▶ **Directive a**
Filter the entries below, keeping every line that contains the string "model". Matching is case-sensitive.

▶ **Passage provided**
━━━━━━━━
- Developers: Cyclone Studios, 3DO
- Publisher: 3DO
- Producer: Rich Shane
- Platforms: 3DO Interactive Multiplayer, Microsoft Windows
- Release: 3DO Interactive Multiplayer February 1996 Microsoft Windows 1997
- Genre: Third-person shooter
- Modes: Single-player, multiplayer

= Captain Quazar =

1996 video game

Captain Quazar is a science fiction third-person action game by developer Cyclone Studios, first published in 1996 by 3DO. Though initially released as an exclusive for 3DO's Interactive Multiplayer console, after the system was discontinued, Captain Quazar was ported to the Windows 95 PC platform in 1997 (a route followed by many other 3DO titles).

The game is a tongue-in-cheek science fiction adventure. The player controls the title character—a not-too-bright, futuristic, Rambo-style law enforcement officer—as he crosses the galaxy on missions for his irate police chief.

==Gameplay==
The player controls Captain Quazar from a third-person, isometric view. The player is able to utilize a variety of futuristic and fantastical guns, missiles, and bombs. Different weapons can be picked up or bought at the beginning, and at certain places within each level. Enemies can also occasionally be interrogated for information, which can open up secret levels and items. The game only allows the player to save at the beginning of each level.

This game will not run on modern operating systems, post Windows 95, unless compatibility mode is toggled for post Windows 95 operating systems.

==Development==
Captain Quazar was Cyclone Studios' first project. For six months, founders Helmut Kobler and Ron Little worked on a basic prototype for the game, Kobler creating the game design in his apartment in Palo Alto, California while Little coded the game in his apartment in East Oakland. They then took the prototype, character designs, and scripts to 3DO, who decided to fund the game.
━━━━━━━━
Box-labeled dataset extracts
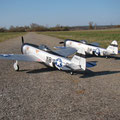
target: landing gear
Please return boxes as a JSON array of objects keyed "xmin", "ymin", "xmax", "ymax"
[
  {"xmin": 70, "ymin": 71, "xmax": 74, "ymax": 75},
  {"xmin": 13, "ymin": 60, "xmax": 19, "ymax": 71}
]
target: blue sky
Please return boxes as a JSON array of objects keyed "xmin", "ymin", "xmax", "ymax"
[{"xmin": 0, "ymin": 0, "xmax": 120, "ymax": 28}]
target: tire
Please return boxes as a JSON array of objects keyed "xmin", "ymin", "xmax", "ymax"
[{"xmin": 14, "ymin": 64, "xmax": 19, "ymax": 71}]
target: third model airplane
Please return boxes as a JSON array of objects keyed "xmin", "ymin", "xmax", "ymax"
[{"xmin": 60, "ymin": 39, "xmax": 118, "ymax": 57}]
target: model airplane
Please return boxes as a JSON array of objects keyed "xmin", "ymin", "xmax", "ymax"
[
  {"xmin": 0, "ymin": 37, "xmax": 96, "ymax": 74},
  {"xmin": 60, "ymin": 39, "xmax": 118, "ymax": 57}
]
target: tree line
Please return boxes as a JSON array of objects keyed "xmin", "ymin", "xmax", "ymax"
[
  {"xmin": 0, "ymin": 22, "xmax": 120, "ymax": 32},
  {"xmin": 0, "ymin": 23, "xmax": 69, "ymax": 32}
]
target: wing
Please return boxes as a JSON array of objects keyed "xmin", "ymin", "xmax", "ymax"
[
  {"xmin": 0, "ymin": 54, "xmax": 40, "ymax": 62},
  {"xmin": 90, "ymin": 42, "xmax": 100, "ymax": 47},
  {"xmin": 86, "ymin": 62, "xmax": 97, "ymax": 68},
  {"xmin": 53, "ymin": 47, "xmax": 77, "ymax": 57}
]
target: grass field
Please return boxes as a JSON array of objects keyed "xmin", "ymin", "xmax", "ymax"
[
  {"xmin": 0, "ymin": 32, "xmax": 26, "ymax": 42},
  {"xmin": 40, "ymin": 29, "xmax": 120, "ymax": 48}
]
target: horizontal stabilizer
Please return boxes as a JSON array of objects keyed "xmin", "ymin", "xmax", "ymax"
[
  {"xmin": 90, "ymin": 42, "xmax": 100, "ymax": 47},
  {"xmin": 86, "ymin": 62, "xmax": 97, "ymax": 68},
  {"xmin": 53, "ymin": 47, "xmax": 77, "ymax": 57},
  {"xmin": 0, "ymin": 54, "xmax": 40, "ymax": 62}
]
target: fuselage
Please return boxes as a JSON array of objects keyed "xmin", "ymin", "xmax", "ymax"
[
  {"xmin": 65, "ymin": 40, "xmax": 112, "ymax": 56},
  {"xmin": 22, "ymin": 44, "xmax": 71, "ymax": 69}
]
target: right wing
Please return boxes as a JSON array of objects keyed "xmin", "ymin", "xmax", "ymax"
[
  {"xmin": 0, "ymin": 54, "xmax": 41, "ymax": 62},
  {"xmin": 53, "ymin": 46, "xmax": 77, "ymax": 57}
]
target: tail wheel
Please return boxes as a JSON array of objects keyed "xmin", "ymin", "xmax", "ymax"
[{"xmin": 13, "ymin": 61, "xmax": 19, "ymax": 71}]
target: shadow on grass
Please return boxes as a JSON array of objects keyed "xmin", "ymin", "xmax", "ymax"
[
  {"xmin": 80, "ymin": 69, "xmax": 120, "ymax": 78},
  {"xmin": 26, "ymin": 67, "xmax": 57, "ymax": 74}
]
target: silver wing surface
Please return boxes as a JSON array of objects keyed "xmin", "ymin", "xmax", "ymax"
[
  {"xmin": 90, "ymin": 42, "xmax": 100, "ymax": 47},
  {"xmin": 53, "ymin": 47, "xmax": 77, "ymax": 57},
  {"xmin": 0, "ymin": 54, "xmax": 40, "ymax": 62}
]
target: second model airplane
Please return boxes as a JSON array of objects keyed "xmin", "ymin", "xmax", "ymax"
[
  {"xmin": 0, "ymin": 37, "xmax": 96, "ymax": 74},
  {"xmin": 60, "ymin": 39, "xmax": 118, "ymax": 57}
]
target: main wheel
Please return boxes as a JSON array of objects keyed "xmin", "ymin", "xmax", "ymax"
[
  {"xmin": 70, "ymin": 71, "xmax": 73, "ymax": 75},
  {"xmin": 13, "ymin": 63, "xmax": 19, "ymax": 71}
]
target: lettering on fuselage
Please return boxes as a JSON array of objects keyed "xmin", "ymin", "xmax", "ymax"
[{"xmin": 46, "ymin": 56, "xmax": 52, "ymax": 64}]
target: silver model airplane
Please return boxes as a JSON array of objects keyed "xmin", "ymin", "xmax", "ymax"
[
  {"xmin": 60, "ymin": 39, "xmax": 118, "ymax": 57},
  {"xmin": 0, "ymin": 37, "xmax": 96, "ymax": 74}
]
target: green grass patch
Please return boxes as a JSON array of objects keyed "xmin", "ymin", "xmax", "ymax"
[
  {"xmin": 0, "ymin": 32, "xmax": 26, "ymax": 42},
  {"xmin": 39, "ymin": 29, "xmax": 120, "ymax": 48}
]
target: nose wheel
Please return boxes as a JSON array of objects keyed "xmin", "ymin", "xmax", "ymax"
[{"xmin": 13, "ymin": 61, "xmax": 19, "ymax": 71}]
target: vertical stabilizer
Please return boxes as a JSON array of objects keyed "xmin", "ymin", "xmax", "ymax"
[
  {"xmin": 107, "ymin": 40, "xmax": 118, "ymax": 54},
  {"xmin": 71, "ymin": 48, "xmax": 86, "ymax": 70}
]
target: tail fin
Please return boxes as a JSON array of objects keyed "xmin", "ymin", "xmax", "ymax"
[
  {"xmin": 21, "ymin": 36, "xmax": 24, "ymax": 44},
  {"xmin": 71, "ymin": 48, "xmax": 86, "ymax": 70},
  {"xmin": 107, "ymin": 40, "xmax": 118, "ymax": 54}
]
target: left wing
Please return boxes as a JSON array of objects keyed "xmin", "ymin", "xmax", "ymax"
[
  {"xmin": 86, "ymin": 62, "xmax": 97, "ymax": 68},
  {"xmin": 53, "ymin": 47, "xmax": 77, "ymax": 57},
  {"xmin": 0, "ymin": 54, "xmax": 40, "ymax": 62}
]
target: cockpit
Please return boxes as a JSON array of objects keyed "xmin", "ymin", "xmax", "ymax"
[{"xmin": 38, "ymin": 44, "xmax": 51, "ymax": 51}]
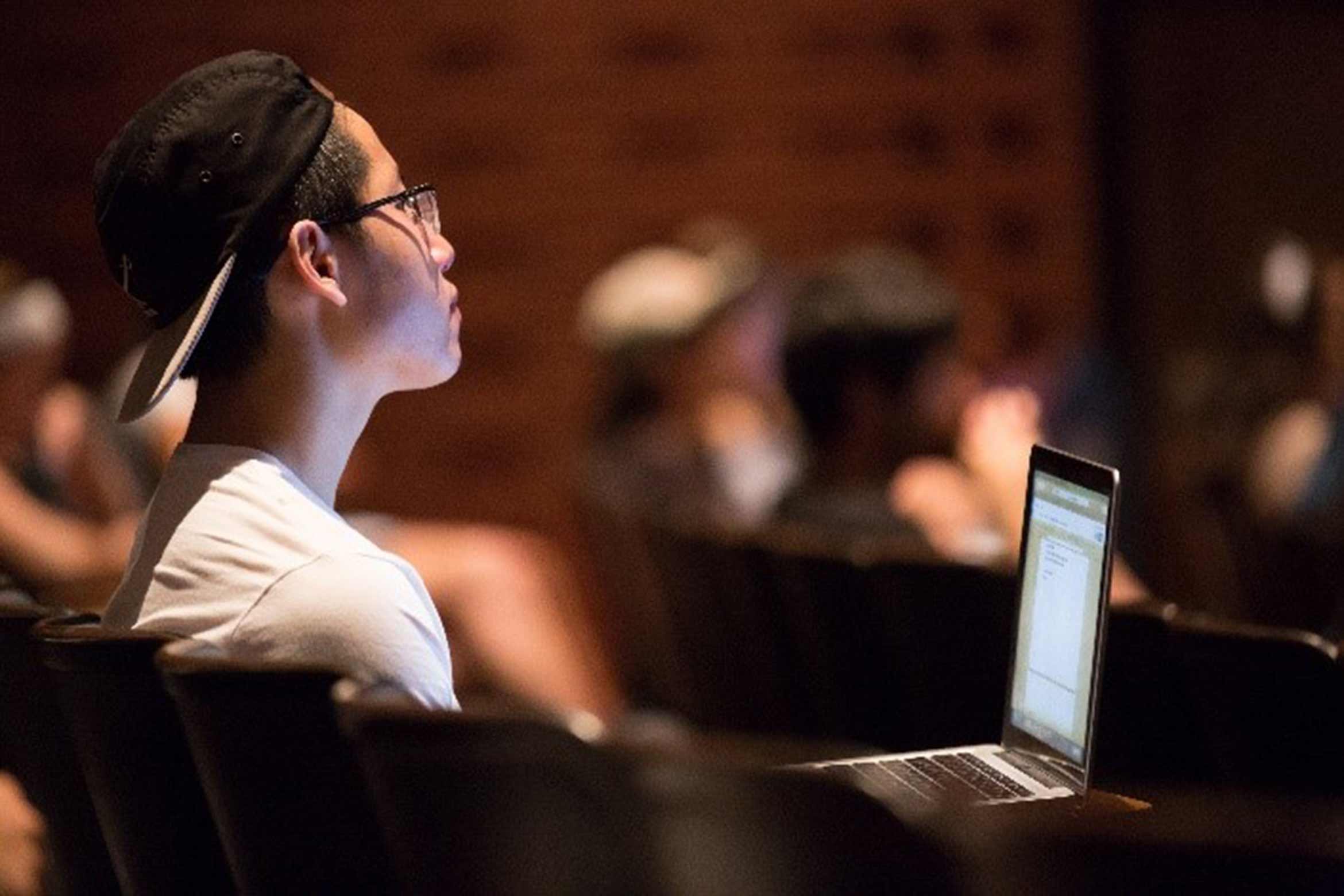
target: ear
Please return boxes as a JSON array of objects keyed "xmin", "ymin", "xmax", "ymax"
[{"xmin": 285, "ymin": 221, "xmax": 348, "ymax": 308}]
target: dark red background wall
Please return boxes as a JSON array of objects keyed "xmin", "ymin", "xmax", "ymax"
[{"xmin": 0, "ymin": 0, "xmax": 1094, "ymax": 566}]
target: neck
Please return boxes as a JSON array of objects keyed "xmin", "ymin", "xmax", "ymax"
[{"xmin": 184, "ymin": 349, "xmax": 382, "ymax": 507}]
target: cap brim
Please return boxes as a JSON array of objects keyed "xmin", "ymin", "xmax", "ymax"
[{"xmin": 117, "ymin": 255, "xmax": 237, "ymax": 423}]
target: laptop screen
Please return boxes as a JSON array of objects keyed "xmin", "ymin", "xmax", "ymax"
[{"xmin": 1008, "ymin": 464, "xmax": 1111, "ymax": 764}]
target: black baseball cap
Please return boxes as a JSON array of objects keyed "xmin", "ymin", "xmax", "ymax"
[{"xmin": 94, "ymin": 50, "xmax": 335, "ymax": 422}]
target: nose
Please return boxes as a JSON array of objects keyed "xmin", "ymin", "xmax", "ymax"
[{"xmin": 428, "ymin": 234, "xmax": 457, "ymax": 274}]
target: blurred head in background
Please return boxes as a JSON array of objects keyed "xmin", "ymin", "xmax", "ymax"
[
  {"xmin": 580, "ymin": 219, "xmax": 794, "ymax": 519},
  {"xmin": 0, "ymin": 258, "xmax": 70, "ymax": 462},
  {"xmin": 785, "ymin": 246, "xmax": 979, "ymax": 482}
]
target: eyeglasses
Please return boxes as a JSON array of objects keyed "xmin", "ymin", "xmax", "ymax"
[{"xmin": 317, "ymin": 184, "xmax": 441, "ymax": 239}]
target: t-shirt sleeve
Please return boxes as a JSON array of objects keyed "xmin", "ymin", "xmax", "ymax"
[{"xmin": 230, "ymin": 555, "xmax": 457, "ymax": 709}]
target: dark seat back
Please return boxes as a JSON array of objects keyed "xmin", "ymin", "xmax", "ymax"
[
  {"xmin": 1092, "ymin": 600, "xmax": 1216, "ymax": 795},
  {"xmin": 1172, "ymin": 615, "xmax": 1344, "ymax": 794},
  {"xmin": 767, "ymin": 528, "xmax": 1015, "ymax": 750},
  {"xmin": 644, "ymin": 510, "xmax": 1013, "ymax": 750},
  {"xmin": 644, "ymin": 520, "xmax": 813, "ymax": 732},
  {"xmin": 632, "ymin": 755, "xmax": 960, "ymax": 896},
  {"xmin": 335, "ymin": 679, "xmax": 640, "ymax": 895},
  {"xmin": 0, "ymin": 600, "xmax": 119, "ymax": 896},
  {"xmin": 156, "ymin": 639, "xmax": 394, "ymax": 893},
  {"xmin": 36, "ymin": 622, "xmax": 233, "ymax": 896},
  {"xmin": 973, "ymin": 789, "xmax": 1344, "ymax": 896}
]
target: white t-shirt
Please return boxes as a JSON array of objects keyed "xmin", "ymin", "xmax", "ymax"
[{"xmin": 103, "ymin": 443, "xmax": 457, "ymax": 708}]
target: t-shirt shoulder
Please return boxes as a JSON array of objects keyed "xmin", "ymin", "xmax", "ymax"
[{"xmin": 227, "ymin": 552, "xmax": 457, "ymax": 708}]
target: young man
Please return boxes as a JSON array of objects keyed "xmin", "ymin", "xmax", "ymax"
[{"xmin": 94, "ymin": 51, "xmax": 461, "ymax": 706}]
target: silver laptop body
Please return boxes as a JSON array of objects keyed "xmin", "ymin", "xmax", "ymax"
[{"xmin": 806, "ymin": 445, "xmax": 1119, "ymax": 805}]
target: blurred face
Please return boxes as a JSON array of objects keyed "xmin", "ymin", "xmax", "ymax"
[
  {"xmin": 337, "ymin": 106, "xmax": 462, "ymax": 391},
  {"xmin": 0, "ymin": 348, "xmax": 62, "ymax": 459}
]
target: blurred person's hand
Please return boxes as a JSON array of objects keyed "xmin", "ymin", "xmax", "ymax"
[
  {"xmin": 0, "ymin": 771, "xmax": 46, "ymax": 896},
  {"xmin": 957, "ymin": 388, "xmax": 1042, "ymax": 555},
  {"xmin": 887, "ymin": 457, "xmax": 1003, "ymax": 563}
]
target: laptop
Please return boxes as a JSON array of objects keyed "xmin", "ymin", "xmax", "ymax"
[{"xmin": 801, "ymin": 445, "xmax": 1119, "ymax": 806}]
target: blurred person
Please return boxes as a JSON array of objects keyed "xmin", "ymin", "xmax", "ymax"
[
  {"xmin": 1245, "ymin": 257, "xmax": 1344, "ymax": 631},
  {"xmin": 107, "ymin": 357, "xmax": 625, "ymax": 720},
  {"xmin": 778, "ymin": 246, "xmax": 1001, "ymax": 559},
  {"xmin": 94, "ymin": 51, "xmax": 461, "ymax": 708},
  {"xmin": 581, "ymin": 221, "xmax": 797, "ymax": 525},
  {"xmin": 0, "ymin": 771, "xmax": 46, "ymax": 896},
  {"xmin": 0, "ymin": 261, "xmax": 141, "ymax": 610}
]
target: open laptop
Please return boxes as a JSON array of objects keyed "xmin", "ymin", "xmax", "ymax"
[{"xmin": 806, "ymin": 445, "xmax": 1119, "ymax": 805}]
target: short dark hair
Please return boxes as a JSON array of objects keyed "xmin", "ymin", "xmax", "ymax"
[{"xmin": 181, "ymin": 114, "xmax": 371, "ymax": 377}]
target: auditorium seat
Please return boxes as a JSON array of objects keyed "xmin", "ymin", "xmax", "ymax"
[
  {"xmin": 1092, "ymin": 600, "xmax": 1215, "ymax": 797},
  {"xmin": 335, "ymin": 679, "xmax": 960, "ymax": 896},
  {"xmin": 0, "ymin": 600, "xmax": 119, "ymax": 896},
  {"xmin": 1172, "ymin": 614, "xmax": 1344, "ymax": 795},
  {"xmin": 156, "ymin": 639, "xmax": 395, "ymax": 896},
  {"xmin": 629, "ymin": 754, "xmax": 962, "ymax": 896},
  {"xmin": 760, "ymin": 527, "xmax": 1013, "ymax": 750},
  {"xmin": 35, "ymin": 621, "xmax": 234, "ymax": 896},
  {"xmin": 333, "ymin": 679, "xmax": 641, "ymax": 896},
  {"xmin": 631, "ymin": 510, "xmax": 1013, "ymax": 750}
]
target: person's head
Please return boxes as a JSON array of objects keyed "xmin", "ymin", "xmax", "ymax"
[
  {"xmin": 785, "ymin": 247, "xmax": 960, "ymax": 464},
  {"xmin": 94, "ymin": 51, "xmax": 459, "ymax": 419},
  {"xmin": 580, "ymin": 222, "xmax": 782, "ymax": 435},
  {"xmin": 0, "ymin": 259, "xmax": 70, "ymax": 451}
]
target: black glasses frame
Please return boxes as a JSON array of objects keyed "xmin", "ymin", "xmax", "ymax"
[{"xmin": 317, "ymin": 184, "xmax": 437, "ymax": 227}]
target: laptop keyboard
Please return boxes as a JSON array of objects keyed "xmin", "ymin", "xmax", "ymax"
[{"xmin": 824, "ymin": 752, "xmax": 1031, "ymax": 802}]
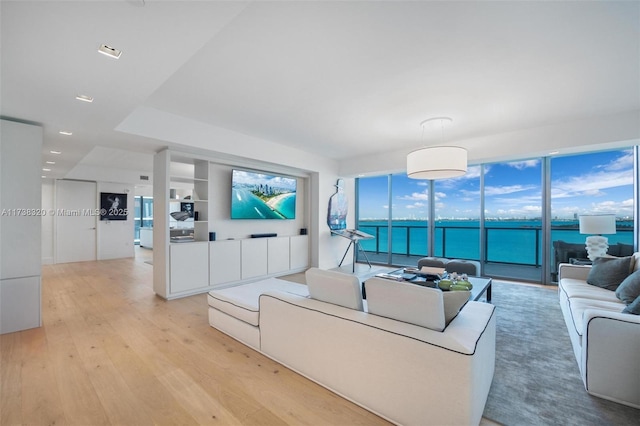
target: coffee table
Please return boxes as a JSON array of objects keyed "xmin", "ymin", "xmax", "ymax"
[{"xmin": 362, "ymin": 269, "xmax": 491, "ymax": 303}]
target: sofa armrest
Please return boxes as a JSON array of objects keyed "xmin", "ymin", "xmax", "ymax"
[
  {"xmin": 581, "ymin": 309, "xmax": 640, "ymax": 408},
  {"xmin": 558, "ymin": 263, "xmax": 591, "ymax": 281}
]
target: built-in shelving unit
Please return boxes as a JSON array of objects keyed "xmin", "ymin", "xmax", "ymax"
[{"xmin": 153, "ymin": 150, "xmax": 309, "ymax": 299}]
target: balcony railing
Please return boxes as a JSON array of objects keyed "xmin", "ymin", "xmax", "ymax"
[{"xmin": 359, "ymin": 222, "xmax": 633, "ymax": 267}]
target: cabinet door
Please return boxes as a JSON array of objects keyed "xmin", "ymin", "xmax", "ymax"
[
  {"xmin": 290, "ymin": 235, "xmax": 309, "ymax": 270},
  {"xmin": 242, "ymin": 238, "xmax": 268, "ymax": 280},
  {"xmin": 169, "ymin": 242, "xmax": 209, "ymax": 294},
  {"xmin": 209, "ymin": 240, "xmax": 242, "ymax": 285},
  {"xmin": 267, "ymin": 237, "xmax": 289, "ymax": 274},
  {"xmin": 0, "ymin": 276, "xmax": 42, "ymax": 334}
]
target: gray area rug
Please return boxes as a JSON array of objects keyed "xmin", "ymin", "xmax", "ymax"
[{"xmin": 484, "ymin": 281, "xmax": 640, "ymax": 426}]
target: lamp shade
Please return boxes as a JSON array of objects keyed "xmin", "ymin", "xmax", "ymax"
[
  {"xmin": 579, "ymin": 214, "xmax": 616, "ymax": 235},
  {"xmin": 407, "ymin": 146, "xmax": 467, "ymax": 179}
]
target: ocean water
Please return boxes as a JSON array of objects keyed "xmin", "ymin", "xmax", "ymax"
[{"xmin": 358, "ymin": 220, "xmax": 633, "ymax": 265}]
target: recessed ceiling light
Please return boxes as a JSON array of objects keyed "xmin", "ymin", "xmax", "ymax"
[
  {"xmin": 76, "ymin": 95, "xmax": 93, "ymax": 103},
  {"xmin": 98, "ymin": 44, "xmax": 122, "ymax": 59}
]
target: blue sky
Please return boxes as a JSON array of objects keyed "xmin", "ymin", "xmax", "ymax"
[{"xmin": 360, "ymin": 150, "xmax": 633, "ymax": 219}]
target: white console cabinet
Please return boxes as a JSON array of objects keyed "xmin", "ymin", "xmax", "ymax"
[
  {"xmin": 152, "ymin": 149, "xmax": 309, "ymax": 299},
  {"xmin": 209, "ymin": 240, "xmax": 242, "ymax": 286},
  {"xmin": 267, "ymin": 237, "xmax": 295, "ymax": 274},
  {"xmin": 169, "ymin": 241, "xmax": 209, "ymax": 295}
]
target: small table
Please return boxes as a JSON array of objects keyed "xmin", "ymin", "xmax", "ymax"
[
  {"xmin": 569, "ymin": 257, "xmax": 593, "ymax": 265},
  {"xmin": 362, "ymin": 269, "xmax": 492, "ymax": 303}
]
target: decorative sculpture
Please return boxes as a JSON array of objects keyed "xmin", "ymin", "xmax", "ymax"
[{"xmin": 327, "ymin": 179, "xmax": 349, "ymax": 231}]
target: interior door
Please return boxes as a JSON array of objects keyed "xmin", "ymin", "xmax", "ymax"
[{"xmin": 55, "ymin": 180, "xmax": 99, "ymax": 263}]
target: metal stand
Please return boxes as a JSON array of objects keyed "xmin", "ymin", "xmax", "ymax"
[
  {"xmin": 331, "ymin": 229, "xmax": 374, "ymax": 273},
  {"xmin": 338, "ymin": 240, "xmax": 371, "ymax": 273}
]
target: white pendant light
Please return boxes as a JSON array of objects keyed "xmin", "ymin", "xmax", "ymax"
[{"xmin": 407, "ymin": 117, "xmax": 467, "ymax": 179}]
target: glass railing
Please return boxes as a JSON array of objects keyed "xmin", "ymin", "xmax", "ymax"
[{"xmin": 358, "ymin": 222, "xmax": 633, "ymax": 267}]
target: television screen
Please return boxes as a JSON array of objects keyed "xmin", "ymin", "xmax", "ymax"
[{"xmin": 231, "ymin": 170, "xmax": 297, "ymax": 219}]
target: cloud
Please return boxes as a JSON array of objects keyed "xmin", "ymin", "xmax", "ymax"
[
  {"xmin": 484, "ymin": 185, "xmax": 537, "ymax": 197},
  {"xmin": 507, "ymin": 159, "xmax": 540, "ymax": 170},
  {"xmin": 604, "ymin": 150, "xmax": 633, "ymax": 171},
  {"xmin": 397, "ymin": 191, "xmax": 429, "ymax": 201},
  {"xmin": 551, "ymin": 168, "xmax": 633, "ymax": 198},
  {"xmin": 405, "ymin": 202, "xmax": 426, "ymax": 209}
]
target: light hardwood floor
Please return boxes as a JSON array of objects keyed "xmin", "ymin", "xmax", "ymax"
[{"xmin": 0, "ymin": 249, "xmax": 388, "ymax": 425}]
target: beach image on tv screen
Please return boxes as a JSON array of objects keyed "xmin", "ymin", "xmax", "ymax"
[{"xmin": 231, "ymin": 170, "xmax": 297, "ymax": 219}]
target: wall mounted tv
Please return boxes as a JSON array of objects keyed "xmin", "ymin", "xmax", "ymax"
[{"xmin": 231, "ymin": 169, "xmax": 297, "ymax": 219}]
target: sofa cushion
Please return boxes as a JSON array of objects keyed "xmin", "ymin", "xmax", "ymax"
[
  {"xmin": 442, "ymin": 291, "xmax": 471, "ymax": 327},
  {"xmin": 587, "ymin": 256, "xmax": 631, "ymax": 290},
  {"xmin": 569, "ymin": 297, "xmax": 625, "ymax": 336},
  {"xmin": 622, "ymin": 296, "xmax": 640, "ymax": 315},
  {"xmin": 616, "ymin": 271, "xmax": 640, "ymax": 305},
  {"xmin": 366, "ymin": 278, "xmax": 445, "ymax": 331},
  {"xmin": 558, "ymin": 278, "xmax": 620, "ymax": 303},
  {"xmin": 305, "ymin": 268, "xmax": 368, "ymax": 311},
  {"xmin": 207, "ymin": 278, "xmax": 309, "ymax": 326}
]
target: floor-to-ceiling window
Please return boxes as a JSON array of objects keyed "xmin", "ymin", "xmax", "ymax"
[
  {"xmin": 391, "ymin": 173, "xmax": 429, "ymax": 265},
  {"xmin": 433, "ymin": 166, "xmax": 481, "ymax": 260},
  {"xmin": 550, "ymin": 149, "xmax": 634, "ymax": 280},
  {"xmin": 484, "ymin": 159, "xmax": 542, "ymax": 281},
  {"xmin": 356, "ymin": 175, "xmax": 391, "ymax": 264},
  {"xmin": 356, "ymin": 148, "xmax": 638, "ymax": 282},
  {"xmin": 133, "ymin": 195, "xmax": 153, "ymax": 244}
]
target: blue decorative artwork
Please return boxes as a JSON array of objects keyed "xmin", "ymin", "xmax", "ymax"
━━━━━━━━
▶ **Directive b**
According to the Captain Quazar article, which two Cyclone Studios founders worked on the game's prototype?

▶ **Final answer a**
target: third model airplane
target: model airplane
target: second model airplane
target: silver model airplane

▶ **Final answer b**
Helmut Kobler and Ron Little.